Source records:
*** Block opens ***

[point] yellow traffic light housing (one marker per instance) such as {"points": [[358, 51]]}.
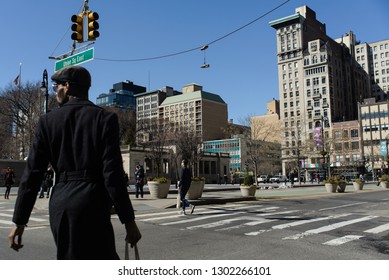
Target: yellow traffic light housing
{"points": [[93, 25], [78, 28]]}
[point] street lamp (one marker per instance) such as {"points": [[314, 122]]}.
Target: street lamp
{"points": [[45, 90], [323, 151]]}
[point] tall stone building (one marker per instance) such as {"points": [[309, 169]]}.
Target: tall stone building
{"points": [[203, 112], [320, 83]]}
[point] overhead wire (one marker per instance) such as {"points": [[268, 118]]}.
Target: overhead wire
{"points": [[199, 47]]}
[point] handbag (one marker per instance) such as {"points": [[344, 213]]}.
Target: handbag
{"points": [[127, 255]]}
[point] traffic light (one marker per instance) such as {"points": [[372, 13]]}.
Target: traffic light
{"points": [[78, 28], [93, 25]]}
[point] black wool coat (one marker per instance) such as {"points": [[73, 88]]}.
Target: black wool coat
{"points": [[75, 138]]}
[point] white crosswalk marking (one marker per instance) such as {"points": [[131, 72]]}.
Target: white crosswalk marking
{"points": [[378, 229], [201, 218], [342, 240], [31, 218], [297, 223], [6, 222], [329, 227]]}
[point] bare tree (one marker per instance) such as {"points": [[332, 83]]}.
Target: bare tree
{"points": [[188, 145], [157, 142], [127, 125], [262, 146], [20, 109]]}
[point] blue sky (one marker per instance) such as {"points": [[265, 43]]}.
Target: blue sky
{"points": [[243, 68]]}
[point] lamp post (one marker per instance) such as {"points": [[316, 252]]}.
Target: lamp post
{"points": [[323, 151], [45, 90]]}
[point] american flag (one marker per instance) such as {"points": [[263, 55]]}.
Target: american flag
{"points": [[16, 81]]}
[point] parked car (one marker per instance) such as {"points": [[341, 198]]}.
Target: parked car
{"points": [[296, 179], [263, 178], [278, 179]]}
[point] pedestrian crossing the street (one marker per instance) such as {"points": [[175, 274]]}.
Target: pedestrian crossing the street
{"points": [[252, 220]]}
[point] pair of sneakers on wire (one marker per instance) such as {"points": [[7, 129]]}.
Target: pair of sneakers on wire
{"points": [[191, 207]]}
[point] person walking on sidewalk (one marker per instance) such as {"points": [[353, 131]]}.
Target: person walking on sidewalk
{"points": [[139, 180], [184, 185], [81, 142], [9, 178]]}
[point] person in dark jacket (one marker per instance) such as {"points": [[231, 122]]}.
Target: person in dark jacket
{"points": [[81, 142], [184, 185], [9, 179]]}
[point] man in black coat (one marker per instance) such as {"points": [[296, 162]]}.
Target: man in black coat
{"points": [[81, 142]]}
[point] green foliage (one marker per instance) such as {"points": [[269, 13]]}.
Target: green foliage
{"points": [[158, 179], [196, 179], [384, 178], [331, 180], [248, 181]]}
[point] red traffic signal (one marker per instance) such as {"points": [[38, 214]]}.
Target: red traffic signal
{"points": [[93, 25], [78, 28]]}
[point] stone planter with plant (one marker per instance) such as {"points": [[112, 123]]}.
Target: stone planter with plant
{"points": [[330, 184], [196, 188], [384, 181], [248, 188], [358, 184], [158, 187]]}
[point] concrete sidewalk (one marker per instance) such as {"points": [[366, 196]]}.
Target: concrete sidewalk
{"points": [[221, 194]]}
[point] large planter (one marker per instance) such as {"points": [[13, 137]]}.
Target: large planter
{"points": [[248, 190], [385, 184], [195, 190], [341, 187], [330, 187], [158, 190], [358, 186]]}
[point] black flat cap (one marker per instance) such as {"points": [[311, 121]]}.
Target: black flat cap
{"points": [[73, 74]]}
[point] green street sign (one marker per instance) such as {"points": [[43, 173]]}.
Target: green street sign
{"points": [[75, 59]]}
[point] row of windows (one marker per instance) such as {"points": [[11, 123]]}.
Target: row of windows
{"points": [[374, 115], [315, 59], [383, 71], [382, 47], [148, 99], [375, 128], [316, 70], [182, 105]]}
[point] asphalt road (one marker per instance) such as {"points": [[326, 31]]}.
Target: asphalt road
{"points": [[350, 226]]}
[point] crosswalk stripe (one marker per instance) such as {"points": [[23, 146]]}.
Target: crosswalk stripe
{"points": [[201, 218], [296, 223], [31, 218], [329, 227], [6, 222], [378, 229], [223, 222], [342, 206], [168, 215], [342, 240]]}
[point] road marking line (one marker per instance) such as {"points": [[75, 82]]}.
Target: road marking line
{"points": [[342, 240], [297, 223], [342, 206], [6, 222], [201, 218], [168, 215], [31, 218], [223, 222], [378, 229], [329, 227]]}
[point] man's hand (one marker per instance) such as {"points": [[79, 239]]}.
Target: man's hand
{"points": [[133, 233], [16, 231]]}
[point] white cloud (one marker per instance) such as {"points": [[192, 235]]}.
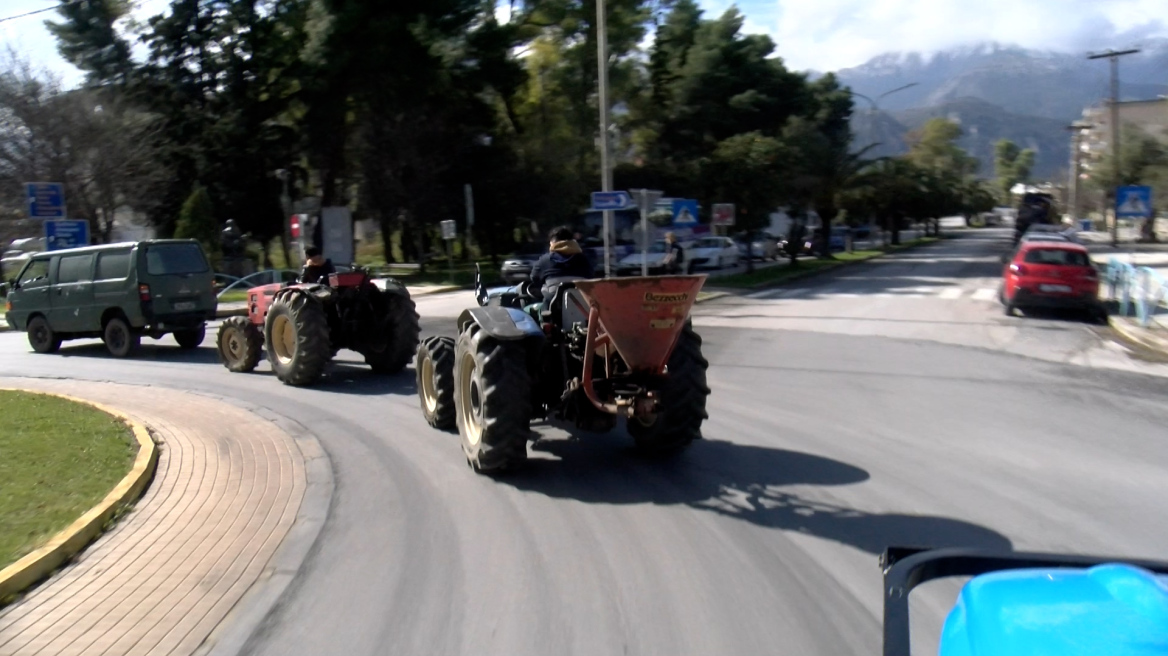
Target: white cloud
{"points": [[833, 34]]}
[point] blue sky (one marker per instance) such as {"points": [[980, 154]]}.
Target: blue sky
{"points": [[820, 34]]}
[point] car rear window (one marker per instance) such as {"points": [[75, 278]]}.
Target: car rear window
{"points": [[1062, 257], [175, 259], [75, 269], [113, 265]]}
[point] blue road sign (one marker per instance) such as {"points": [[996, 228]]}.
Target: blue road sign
{"points": [[1133, 202], [46, 200], [685, 213], [67, 234], [611, 201]]}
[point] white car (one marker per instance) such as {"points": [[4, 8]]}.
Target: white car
{"points": [[631, 265], [714, 252]]}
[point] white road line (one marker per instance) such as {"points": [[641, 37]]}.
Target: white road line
{"points": [[985, 294]]}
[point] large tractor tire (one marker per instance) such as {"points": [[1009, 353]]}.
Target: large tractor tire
{"points": [[435, 367], [682, 405], [296, 337], [240, 343], [492, 400], [402, 321]]}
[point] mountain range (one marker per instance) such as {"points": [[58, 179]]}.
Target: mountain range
{"points": [[995, 92]]}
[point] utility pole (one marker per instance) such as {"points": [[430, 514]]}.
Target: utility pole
{"points": [[602, 44], [1113, 56], [1073, 183]]}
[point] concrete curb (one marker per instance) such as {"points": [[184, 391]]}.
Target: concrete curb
{"points": [[68, 543], [1135, 335]]}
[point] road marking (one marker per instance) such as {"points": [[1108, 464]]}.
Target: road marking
{"points": [[985, 294]]}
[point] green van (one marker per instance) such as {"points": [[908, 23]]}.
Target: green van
{"points": [[117, 292]]}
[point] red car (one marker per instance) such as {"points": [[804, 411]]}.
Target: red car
{"points": [[1051, 274]]}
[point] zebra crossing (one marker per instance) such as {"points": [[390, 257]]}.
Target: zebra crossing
{"points": [[939, 292]]}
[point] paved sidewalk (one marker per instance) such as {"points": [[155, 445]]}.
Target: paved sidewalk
{"points": [[228, 489]]}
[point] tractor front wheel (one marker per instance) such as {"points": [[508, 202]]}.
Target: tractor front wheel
{"points": [[681, 406], [296, 337], [401, 320], [435, 367], [240, 343], [492, 400]]}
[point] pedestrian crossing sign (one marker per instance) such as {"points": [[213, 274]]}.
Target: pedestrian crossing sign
{"points": [[685, 213], [1133, 202]]}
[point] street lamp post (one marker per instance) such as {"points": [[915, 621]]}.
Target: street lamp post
{"points": [[1113, 56], [602, 40]]}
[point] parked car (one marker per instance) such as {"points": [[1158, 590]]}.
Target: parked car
{"points": [[762, 245], [1050, 274], [117, 292], [631, 265], [518, 267], [713, 251]]}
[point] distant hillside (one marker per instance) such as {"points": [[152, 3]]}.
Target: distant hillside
{"points": [[1020, 81]]}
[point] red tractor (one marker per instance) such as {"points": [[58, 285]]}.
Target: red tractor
{"points": [[303, 326], [593, 351]]}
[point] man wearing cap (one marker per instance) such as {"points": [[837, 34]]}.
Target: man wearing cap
{"points": [[317, 269]]}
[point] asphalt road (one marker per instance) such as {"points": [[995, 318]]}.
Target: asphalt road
{"points": [[839, 425]]}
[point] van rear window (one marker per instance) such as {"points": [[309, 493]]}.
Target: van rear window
{"points": [[175, 259]]}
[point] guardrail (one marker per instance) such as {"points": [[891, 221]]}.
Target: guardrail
{"points": [[1142, 287]]}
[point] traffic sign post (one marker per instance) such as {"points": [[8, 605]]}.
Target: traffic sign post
{"points": [[450, 232], [646, 200], [65, 234], [609, 201], [685, 213], [723, 215], [1133, 202], [46, 200]]}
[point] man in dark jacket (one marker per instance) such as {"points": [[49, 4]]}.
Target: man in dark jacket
{"points": [[564, 258], [317, 269]]}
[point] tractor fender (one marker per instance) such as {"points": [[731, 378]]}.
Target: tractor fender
{"points": [[505, 323]]}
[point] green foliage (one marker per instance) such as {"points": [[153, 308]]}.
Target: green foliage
{"points": [[1012, 165], [196, 221]]}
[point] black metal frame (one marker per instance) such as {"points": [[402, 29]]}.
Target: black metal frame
{"points": [[905, 567]]}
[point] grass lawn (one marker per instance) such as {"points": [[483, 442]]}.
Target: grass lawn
{"points": [[806, 266], [60, 459]]}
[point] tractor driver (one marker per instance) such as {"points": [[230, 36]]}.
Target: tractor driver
{"points": [[317, 269], [564, 259]]}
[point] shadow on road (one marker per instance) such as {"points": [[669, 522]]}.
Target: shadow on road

*** Block closes ***

--- Task directions ---
Reproduce exactly the lines above from the line with "[point] red tractor" to the line with "[point] guardrail (one", including both, and add nothing.

--- Solution ---
[point] red tractor (one marker per instance) such as {"points": [[58, 285]]}.
Target: red tractor
{"points": [[303, 326], [593, 351]]}
[point] man wearing cap (one marker per instance) such as {"points": [[837, 34]]}.
Target: man wearing cap
{"points": [[317, 269]]}
[point] asphalt road (one marker per instance) such as {"points": [[995, 318]]}.
Target: asphalt road
{"points": [[839, 425]]}
[point] van rear window (one marker per instance) such as {"points": [[309, 493]]}.
Target: van rear window
{"points": [[175, 259]]}
[point] guardrail (one marker per instance) such as {"points": [[891, 221]]}.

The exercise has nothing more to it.